■ **Goal of the exercise**: Rewrite the stretch from the line containing "train in this image." through the line containing "(39, 48), (90, 70)", changing each "passenger train" to "freight train" and leaving everything else unchanged.

■ **Source records**:
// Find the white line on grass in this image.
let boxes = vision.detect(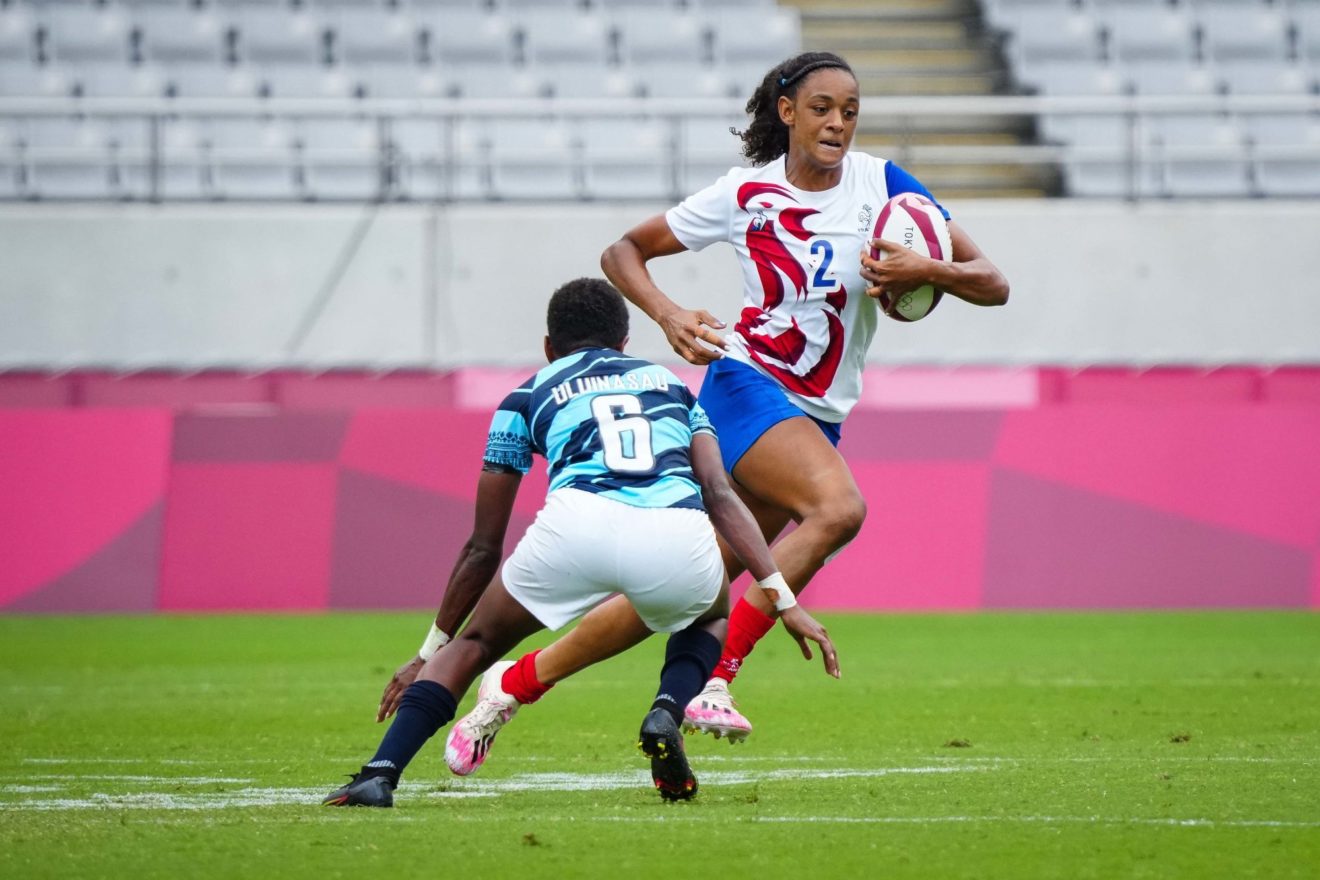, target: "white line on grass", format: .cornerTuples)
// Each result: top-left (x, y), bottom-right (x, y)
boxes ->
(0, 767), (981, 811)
==
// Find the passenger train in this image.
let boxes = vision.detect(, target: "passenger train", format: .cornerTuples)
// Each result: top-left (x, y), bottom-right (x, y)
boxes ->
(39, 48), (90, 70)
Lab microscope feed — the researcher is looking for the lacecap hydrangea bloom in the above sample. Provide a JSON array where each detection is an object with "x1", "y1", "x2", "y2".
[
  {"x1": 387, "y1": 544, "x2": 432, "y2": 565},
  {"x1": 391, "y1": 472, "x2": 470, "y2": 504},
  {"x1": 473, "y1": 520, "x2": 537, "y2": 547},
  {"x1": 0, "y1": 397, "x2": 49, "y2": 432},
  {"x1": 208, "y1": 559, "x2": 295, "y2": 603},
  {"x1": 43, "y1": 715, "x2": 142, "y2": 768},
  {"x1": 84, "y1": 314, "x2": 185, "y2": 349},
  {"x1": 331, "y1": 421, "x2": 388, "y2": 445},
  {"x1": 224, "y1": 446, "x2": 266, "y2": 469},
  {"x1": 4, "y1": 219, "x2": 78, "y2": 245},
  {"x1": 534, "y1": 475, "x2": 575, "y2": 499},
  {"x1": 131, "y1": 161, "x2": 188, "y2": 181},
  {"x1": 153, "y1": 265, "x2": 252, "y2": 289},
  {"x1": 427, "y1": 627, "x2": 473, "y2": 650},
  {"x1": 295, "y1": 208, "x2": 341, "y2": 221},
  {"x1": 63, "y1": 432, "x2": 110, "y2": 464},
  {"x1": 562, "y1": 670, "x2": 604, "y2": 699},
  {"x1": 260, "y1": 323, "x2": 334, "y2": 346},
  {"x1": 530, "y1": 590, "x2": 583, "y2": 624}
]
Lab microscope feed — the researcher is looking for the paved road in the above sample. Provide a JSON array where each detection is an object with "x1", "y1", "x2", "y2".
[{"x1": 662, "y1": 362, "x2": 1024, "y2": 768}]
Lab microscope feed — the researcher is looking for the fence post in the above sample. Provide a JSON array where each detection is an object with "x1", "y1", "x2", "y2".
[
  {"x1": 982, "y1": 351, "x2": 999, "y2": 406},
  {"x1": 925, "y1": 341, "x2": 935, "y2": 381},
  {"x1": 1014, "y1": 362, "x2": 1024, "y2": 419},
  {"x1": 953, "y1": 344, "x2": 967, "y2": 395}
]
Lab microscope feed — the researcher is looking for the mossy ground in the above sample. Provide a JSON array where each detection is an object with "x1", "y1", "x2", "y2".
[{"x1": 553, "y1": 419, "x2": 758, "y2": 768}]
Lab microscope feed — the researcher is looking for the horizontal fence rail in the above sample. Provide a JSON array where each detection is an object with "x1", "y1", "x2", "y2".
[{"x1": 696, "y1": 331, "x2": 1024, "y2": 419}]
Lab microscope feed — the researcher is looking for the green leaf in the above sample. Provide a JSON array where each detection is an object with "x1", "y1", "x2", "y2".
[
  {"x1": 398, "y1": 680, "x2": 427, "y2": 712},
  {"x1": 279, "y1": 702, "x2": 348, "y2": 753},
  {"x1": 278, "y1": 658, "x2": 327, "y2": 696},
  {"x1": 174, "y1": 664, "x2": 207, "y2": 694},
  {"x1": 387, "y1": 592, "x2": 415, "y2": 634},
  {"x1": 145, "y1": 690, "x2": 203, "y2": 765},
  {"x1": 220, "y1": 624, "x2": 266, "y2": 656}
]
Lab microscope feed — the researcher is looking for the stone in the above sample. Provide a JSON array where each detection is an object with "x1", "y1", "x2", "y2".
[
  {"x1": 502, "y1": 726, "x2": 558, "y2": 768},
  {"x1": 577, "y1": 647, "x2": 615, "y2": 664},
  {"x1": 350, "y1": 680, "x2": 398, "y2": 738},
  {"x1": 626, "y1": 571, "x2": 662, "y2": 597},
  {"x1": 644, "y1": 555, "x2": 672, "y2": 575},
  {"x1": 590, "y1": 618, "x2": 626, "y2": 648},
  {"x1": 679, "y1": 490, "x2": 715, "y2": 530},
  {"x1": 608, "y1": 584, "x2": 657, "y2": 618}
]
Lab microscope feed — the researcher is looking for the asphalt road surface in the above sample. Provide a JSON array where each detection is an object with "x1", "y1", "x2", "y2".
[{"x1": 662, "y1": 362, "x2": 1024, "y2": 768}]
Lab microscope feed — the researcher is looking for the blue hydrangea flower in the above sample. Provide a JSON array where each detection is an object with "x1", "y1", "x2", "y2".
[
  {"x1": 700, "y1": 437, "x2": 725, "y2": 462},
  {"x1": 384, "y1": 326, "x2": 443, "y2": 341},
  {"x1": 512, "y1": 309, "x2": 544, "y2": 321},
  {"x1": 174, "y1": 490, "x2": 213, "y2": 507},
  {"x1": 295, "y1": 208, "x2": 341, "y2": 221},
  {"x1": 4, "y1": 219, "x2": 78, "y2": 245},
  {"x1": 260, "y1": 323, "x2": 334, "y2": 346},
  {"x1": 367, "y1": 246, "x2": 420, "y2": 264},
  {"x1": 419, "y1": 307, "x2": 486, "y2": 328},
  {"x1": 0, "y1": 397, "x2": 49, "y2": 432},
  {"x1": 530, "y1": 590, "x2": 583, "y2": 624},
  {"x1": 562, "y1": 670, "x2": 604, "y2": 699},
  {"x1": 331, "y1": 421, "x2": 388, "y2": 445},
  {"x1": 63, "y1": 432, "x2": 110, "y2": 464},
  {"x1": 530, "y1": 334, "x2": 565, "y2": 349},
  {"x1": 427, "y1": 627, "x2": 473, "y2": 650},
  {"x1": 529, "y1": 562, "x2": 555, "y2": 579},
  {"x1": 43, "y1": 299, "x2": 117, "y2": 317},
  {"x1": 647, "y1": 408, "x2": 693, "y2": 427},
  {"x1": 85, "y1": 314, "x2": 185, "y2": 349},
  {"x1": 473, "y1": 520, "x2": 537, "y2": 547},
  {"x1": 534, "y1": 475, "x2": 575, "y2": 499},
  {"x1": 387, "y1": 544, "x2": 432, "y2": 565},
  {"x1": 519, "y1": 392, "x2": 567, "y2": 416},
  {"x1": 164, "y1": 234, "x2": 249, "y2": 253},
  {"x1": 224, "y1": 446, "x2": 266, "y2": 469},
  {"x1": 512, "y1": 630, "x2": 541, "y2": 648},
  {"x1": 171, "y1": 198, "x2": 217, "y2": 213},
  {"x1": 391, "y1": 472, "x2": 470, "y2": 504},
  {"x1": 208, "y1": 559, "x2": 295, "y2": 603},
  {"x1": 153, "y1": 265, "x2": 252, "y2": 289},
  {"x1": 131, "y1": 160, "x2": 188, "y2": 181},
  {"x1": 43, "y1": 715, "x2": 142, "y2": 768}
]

■ **The output**:
// Find the freight train in this image.
let boxes = vision.detect(, target: "freight train", format: .cornerTuples)
// Each result: top-left (x, y), bottom-right (x, y)
boxes ->
(39, 48), (90, 70)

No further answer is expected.